WHAT IS NEEDED: Reproduce each record exactly. The pictures should be skipped.

THE DATA:
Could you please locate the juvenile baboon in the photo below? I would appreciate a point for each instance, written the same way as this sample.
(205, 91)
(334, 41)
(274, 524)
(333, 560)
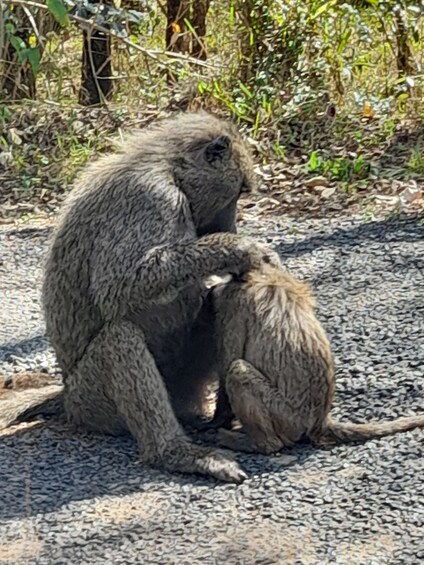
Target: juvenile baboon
(124, 288)
(278, 367)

EXERCISE RESPONSE:
Could you please locate the juvenile baboon in the photo below? I would appreciate a point for each instance, written the same way as this sample.
(205, 91)
(334, 41)
(274, 524)
(333, 560)
Target: juvenile baboon
(124, 288)
(278, 367)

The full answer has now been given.